DATA FOR THIS TASK: Begin

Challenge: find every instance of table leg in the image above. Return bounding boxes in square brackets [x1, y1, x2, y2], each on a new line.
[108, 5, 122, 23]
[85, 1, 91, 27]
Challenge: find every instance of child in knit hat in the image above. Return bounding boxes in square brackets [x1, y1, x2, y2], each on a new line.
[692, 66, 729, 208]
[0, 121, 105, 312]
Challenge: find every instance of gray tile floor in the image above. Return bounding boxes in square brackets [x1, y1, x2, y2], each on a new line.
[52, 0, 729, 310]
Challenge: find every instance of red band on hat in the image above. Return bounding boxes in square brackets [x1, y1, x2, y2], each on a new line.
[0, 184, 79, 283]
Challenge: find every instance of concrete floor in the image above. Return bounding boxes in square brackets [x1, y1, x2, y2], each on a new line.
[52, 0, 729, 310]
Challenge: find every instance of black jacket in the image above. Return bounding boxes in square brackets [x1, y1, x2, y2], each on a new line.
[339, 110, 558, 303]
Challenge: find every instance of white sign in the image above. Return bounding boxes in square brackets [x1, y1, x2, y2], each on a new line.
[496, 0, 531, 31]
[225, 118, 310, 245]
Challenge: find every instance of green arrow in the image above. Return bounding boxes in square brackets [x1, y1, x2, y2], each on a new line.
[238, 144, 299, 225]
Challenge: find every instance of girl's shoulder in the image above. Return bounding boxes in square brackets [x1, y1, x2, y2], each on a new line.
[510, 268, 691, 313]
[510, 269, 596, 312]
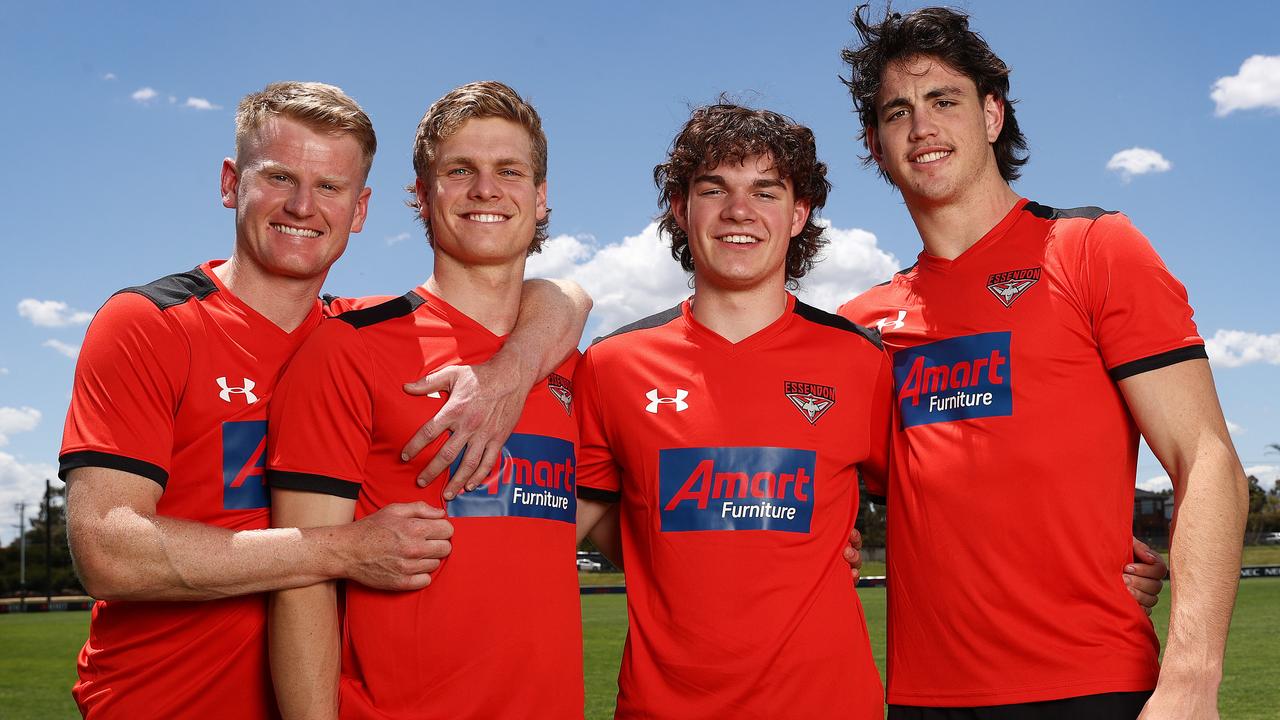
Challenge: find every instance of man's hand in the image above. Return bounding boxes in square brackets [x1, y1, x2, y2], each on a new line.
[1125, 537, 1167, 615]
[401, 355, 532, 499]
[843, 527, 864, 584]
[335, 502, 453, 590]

DATA FOR THIS TASK: End

> TASK INSTRUCTIONS:
The result is an exact copy of the lines from the one holding "Challenge: find every instance of green" through the final line of the data above, both ends included, minus the pictures.

> EXPECTED ANSWER:
Challenge: find every instance of green arrow in the image above. Return bounding boxes in square brackets [x1, y1, x2, y2], each on a new line.
[238, 144, 299, 225]
Challenge: find every instance of girl's shoulder in the image above. Return bounding boxes in square brackets [x1, y1, x2, y2], each on a new line.
[510, 268, 691, 313]
[510, 269, 596, 312]
Challenge: find every instance of man's hand in the image above. Return bounding boxes in square brackets [x1, y1, x2, y2], each on a new line.
[1125, 537, 1167, 615]
[401, 355, 532, 499]
[843, 527, 864, 584]
[335, 502, 453, 590]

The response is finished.